**TEXTO DE LA PÁGINA:**

══════

Al descubrir que somos un planeta errante y solitario en la Vía láctea, volvieron a las indagaciones y preguntas de aquellos primeros filósofos que se preguntaron: ¿cuál fue el arjé o el elemento primero que dio inicio a todo? ¿Qué creó el universo? ¿Cómo comenzó todo? ¿Por qué el universo se molestó en existir?

 

Indagaciones estas que no lograban sosegar el alma del filósofo Leibniz, en el siglo XVII y XVIII, a pesar de su enfoque filosófico de la mónada (unidad indivisible e individuales), y de la armonía preestablecida y programada que conforman el universo, de acuerdo con la razón suficiente, sobre el que construyó su mundo filosófico y que fueron una referencia a la cibernética del primer orden de los años cincuenta del siglo XX:

Hasta aquí sólo hemos hablado como simples físicos: ahora debemos elevarnos a la metafísica, valiéndonos del gran principio habitualmente poco empleado, que sostiene que nada se hace sin razón suficiente, es decir, que nada ocurre sin que le sea posible al que conozca suficientemente las cosas dar una razón que baste para determinar por qué es así y no de otro modo. Asentado este principio, la primera pregunta que tenemos derecho a formular será por qué hay algo más bien que nada. Pues la nada es más simple y más fácil que algo. Además, supuesto que deben existir cosas es preciso que se pueda dar razón de por qué deben existir así y no de otro modo. (Leibniz, 1982. Escritos filosóficos, p.601).

══════

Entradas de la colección
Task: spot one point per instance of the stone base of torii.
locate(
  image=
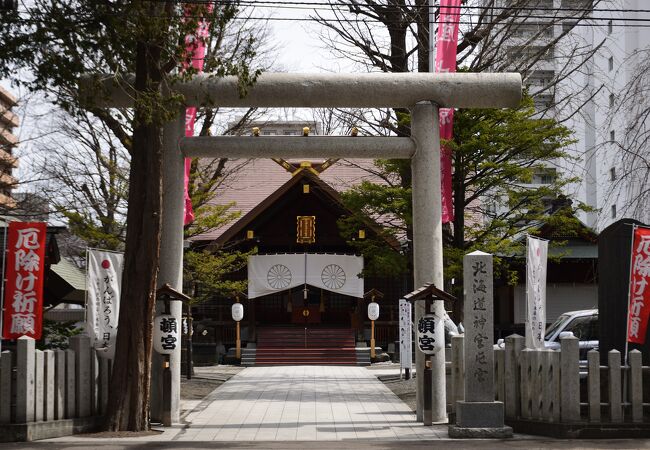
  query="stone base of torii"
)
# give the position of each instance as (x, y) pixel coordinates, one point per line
(422, 93)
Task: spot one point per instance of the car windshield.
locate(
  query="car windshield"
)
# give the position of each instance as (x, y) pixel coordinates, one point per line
(554, 326)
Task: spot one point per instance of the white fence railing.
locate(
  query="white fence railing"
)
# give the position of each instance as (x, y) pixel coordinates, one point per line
(552, 386)
(51, 385)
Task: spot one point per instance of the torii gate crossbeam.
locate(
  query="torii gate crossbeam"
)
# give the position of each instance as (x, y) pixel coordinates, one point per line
(422, 93)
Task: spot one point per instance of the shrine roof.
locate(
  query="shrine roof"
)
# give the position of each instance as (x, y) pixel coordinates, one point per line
(256, 181)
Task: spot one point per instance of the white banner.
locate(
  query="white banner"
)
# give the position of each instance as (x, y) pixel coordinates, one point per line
(336, 273)
(103, 284)
(536, 292)
(274, 273)
(405, 334)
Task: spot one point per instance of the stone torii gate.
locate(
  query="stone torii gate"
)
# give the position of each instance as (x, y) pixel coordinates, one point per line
(422, 93)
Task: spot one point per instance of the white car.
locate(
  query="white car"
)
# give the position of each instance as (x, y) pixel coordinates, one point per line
(582, 324)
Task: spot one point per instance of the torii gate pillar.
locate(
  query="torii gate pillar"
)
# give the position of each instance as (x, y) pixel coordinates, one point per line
(427, 248)
(170, 269)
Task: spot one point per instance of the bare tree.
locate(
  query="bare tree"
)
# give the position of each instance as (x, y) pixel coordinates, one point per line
(630, 115)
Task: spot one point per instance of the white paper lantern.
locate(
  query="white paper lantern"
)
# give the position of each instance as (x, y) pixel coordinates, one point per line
(429, 337)
(373, 311)
(166, 336)
(237, 312)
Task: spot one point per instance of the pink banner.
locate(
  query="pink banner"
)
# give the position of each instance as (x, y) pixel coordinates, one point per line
(25, 273)
(639, 305)
(446, 44)
(195, 46)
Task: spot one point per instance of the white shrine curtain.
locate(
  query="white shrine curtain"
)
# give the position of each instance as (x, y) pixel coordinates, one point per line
(336, 273)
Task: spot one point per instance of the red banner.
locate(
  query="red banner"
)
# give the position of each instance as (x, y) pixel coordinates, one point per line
(446, 46)
(639, 306)
(25, 271)
(195, 47)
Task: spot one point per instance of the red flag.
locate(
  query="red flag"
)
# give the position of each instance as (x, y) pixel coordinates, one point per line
(25, 271)
(195, 47)
(639, 296)
(446, 46)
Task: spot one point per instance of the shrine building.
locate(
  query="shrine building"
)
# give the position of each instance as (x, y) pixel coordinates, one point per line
(306, 301)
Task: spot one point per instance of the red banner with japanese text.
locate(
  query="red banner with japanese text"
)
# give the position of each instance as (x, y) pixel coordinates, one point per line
(195, 48)
(639, 305)
(446, 47)
(25, 272)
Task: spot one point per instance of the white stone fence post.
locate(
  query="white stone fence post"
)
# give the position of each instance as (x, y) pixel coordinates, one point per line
(52, 386)
(555, 386)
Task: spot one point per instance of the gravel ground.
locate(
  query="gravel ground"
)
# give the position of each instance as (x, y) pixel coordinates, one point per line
(388, 373)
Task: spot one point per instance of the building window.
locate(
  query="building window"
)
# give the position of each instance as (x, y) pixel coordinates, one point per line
(544, 176)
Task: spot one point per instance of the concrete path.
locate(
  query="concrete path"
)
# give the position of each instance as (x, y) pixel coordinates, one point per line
(304, 403)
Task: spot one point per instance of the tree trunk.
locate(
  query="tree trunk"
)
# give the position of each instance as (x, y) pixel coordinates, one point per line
(128, 406)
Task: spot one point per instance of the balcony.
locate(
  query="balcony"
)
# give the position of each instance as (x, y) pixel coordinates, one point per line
(7, 160)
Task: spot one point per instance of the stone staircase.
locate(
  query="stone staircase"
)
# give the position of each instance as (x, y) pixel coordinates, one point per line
(278, 346)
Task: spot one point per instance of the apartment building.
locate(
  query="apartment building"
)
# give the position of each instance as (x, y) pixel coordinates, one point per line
(582, 75)
(8, 142)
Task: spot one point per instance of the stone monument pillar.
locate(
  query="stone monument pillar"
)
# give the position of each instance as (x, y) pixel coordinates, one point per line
(479, 416)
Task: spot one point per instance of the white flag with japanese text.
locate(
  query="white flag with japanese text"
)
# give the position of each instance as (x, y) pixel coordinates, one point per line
(103, 284)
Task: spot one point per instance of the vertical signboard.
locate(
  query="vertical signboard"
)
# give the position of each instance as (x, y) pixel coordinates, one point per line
(536, 292)
(25, 271)
(639, 295)
(479, 316)
(405, 335)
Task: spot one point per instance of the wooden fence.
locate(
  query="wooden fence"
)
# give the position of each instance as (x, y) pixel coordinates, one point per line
(552, 386)
(51, 385)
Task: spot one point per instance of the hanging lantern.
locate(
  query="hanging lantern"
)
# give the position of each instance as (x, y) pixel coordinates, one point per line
(428, 342)
(373, 310)
(237, 312)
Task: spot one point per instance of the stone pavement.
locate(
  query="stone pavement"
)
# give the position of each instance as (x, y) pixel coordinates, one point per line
(291, 404)
(304, 403)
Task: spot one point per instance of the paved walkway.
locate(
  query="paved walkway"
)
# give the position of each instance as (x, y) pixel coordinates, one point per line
(304, 403)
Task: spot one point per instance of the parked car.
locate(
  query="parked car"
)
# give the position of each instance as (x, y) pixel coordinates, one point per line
(583, 324)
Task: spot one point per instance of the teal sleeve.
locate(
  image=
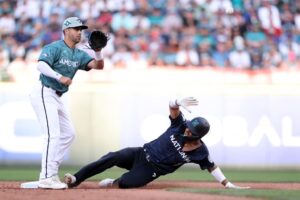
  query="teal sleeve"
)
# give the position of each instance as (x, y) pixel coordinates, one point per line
(48, 55)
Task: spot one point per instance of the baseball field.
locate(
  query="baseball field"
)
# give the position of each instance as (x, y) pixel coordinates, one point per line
(186, 183)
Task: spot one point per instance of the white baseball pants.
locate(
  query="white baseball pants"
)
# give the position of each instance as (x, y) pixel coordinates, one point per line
(56, 126)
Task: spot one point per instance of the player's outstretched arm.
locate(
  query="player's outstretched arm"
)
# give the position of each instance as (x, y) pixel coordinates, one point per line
(184, 102)
(219, 176)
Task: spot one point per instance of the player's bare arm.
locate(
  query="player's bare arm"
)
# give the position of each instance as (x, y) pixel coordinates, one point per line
(220, 177)
(185, 103)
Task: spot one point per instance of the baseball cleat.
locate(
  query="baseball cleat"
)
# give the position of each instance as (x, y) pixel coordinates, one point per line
(108, 182)
(52, 183)
(30, 185)
(70, 180)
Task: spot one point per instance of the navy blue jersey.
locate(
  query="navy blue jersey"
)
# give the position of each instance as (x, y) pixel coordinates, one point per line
(166, 153)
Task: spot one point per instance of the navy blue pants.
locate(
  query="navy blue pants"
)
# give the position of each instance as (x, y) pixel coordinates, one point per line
(140, 171)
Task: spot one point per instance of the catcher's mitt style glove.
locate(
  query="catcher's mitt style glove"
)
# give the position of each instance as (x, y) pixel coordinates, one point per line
(98, 40)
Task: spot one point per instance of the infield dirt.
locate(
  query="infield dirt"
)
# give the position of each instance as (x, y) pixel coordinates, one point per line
(156, 190)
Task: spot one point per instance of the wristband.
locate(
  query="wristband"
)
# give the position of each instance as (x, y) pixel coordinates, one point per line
(219, 176)
(98, 55)
(173, 104)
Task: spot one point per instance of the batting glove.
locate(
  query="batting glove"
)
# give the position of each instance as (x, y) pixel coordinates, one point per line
(184, 102)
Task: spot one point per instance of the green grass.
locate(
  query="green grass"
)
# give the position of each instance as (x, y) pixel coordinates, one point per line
(254, 193)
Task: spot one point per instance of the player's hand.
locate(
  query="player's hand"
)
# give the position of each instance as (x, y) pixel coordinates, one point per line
(229, 185)
(65, 80)
(186, 102)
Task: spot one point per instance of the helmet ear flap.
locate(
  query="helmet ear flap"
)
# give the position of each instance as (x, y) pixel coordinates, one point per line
(199, 127)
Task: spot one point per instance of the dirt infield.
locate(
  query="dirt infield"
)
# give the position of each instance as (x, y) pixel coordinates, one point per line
(154, 191)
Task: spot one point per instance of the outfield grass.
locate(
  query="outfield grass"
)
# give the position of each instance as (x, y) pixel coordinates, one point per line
(254, 193)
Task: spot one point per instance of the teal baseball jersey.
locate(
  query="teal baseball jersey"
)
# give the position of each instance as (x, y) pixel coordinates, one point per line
(63, 60)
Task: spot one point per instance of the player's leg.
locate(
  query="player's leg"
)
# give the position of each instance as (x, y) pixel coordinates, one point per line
(67, 132)
(123, 158)
(45, 106)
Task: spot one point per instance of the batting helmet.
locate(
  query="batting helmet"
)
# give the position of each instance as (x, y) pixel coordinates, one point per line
(199, 128)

══════

**TAREA BREVE A:**
Según el texto sobre Leibniz, ¿cuál es la primera pregunta que se tiene derecho a formular una vez asentado el principio de razón suficiente?
**TAREA BREVE B:**
Prosigue el texto sobre Leibniz a partir de su última oración.

**RESPUESTA DEL EJERCICIO A:**
Por qué hay algo más bien que nada.

**RESPUESTA DEL EJERCICIO B:**
Muchas de estas explicaciones y preguntas que se hicieron estos filósofos, sobre el origen de todas las cosas, son en parte las mismas que en estos tiempos cibernéticos y transidos, se las han estado haciendo los tecnocientíficos (astrofísicos, astrónomos, astrobiólogos…); con la única diferencia que las repuestas son diferentes, pero la pasión, el asombro y la curiosidad son las mismas y con más intensidad que esos tiempos.

Las pasiones filosóficas de esos primeros filósofos de la antigua Grecia es lo más parecido al mundo de los tecnocientíficos de estos tiempos, en cuanto a buscar sentido a los fenómenos de la naturaleza y del universo. Hoy esas pasiones van acompañadas de instrumentos tecnológicos digitales y de alto calibre cibernético, como el telescopio, James Webb, el cual fue lanzado el 25 de diciembre 2021 y entró en una órbita solar de 1,5 millones de kilómetros de nuestro planeta, y que en el verano 2022 ha comenzado a producir acontecimientos cosmológicos hacia atrás, por más de 13.5 mil millones de años.